● **PASSAGE GIVEN**
Comedic twists on Shakespearean tragedies are apparently becoming something of a trend. Two of the most prominent Tony Award nominees this year are the Pulitzer Prize-winning Fat Ham, an uproarious and affecting spin on Hamlet set in the contemporary South, and the rather less inspired & Juliet, which reimagines the Bard’s tale of star-crossed lovers as a musical camp-fest fueled by high-carb pop hits.
At first blush, the new production of Romeo & Juliet that just opened at Classic Stage Company—presented by the National Asian American Theatre Company in partnership with Two River Theater—promises to deliver, if not a similarly revisionist take, then one with a decided satirical bent and supersized doses of comic relief. Young actors approach the circular stage carrying boxes marked with props; one of them, Daniel Liu, who will double as a giddily mannered Lady Capulet and a hapless servant named Peter, gets tangled in the curtain that hangs loosely over Junghyun Georgia Lee’s bare set before donning the skirt that will transform him into Juliet’s mom.
South Korean-born playwright Hansol Jung’s “modern verse translation,” which she co-directs with Dustin Wills, re-introduces Romeo’s buddy Mercutio, played by an artfully preening Jose Gamo, as a wanna-be hip-hop poet. Romeo himself carries a guitar and sings some of his lines, as Juliet will as well, to wistful melodies composed by Brian Quijada. (Like Gounod, and Leonard Bernstein, Quijada and music director Nygel D. Robinson have made them a tenor and soprano, though more in a pop vein.) When the couple has their fateful meeting at the Capulets’ masked ball, Juliet is wearing a birdcage over her head—though she’s hardly conspicuous among the other guests, several of whom sport Groucho glasses replete with prosthetic noses.
But as anyone who caught Jung’s heartwrenching Wolf Play during its two off-Broadway runs could have predicted, this Romeo & Juliet is hardly a goof. As with that original play—which was also staged, by Wills, in a spare and frisky fashion, with an almost DIY sensibility—Jung and Willis insert ominous touches from the start, but let the tragic developments unfold in a way that can make their sting feel, in this case, surprisingly fresh.

● **THE PROBLEM**
Carry on the review of the Romeo & Juliet production at Classic Stage Company, starting after its last sentence.

● **GIVEN RECORDS**
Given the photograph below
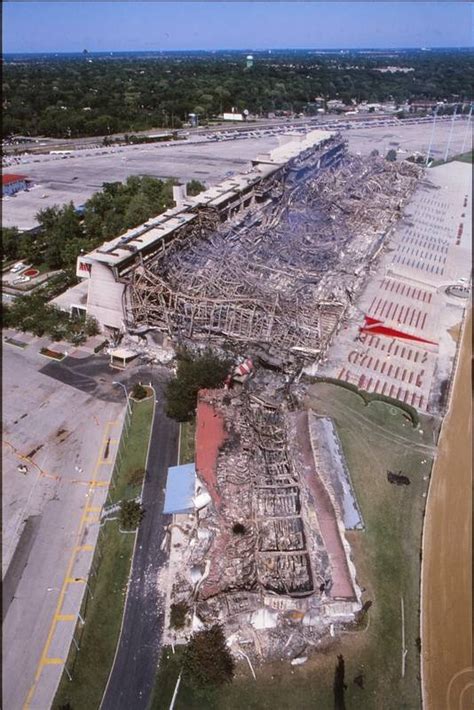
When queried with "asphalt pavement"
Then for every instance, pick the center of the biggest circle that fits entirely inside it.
(133, 674)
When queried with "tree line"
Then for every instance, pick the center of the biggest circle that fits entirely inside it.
(71, 97)
(65, 232)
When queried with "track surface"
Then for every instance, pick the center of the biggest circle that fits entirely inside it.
(448, 676)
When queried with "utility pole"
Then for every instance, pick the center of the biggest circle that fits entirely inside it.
(450, 134)
(432, 136)
(468, 127)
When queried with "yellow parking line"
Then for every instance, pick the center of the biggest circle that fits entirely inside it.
(84, 548)
(44, 660)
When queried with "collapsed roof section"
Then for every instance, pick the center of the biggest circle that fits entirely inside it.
(283, 276)
(272, 530)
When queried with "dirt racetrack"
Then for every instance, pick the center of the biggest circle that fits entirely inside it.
(447, 666)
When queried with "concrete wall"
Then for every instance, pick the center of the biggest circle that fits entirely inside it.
(13, 187)
(104, 299)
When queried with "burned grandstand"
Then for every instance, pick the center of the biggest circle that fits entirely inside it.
(266, 547)
(270, 259)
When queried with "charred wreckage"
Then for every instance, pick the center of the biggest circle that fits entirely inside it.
(267, 265)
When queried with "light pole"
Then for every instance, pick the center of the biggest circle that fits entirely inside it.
(129, 409)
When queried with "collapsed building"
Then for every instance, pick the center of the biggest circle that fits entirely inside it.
(270, 259)
(265, 547)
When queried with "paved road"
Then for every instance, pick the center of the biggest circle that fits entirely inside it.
(132, 678)
(133, 675)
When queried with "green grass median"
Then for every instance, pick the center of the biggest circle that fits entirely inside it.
(375, 439)
(104, 598)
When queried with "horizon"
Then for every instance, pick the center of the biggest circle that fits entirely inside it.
(327, 50)
(70, 27)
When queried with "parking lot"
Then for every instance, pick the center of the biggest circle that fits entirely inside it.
(55, 474)
(58, 179)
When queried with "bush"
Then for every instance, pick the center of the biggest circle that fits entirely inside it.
(207, 660)
(178, 614)
(135, 478)
(204, 371)
(131, 514)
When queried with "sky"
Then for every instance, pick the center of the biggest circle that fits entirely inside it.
(127, 26)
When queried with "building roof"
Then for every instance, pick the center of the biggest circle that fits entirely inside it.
(7, 179)
(180, 489)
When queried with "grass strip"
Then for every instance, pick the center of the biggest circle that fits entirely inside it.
(186, 450)
(104, 598)
(129, 469)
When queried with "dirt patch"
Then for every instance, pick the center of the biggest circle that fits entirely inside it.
(446, 600)
(34, 451)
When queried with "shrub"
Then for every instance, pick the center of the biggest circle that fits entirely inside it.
(207, 660)
(194, 373)
(135, 478)
(131, 514)
(138, 391)
(178, 615)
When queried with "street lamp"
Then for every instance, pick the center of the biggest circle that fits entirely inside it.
(126, 394)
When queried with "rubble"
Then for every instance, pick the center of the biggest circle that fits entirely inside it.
(283, 276)
(267, 556)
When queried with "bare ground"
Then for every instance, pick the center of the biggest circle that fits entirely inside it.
(447, 592)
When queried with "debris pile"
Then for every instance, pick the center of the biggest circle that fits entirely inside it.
(283, 276)
(267, 551)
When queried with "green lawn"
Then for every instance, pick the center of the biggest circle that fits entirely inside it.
(186, 449)
(375, 438)
(126, 481)
(99, 636)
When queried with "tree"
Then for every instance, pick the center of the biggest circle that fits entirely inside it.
(207, 660)
(193, 373)
(10, 243)
(131, 514)
(138, 391)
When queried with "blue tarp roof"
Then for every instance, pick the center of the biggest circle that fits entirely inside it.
(180, 489)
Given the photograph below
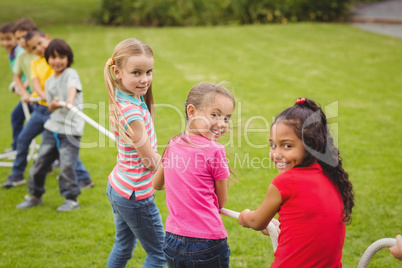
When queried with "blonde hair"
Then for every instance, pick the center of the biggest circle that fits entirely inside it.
(122, 51)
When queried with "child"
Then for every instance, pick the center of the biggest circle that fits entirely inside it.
(23, 61)
(196, 174)
(37, 42)
(128, 80)
(10, 44)
(62, 134)
(312, 193)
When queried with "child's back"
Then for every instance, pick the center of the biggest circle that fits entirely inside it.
(191, 168)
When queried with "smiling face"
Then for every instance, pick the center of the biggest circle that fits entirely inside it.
(212, 120)
(58, 63)
(136, 76)
(38, 44)
(8, 41)
(287, 150)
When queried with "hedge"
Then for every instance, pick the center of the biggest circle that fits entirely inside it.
(214, 12)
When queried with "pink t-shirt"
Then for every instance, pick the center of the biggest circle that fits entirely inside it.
(191, 168)
(311, 213)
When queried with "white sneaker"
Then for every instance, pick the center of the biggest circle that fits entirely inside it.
(68, 205)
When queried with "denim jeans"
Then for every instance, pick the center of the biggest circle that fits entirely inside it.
(17, 122)
(53, 147)
(32, 129)
(181, 252)
(136, 220)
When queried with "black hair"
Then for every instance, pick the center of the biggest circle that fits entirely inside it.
(62, 48)
(33, 33)
(310, 125)
(24, 24)
(7, 27)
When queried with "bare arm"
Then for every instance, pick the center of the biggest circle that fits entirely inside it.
(21, 87)
(396, 250)
(221, 190)
(142, 144)
(260, 218)
(72, 93)
(38, 88)
(158, 181)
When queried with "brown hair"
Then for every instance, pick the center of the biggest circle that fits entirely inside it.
(310, 125)
(24, 24)
(122, 51)
(62, 48)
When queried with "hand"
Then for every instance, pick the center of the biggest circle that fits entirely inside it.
(276, 223)
(396, 250)
(241, 219)
(25, 97)
(69, 101)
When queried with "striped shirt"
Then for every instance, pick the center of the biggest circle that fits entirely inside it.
(130, 175)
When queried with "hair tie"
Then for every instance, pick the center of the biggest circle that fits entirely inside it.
(110, 62)
(300, 101)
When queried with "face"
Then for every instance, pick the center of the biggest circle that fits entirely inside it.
(212, 121)
(8, 41)
(58, 63)
(38, 44)
(136, 75)
(20, 37)
(287, 150)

● **TASK OUTPUT**
When Juliet’s cousin Tybalt—played here by Rob Kellogg, who’s also adroitly clueless as her suitor Paris—confronts Romeo, for instance, we know that he’s sentencing himself and Mercutio to death, and setting in motion the chain of events that will also doom the play’s title characters. But as Jung and Wills structure it, the fatal battle begins almost playfully, and the first casualty is revealed with a purposeful ambiguity that leaves Romeo, if not the audience, almost faked out for a long moment.
The playwright and her co-director sustain this unlikely suspense, so that however often you’ve revisited this most famous account of doomed love, you start to expect the unexpected. A passage of premature mourning for Juliet evolves into a debate over the true meaning of Prince’s “Purple Rain,” with musicians—various instruments are played in the production, with the theme to “Peter and the Wolf” also figuring in to droll effect—taking part. Theater veteran and NAATCO co-founder Mia Katigbak, after establishing a stern dignity as Verona’s prince, reveals a bawdy wit as Juliet’s nurse.
As for the leads, both Major Curda’s sweetly earnest Romeo and Dorcas Leung’s spirited, winsome Juliet bring a tender, breathless urgency to their scenes together, up to their devastating final moments. Under Jung and Wills’s astute guidance, they capture the idealism and ardor unique to youth, and ensure that, for all of this production’s piquant irreverence, their Romeo & Juliet remains a story of woe.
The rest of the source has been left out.